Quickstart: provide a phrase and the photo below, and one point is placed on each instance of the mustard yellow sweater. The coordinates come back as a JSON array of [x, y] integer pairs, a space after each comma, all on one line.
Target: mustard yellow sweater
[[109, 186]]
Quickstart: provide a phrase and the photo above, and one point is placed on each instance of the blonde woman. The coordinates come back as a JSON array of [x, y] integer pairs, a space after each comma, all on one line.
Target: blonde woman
------------------------------------------------
## WHAT TO WORK ON
Please copy nothing but the lines from the one that holds "Quickstart: provide a phrase and the photo above, and" through the last line of the material above, exactly as written.

## YOUR RESPONSE
Quickstart: provide a phrase and the photo above, and one point is placed on each instance of the blonde woman. The coordinates come back as a JSON array of [x, y] integer pairs, a space after each comma, all on one line.
Target: blonde woman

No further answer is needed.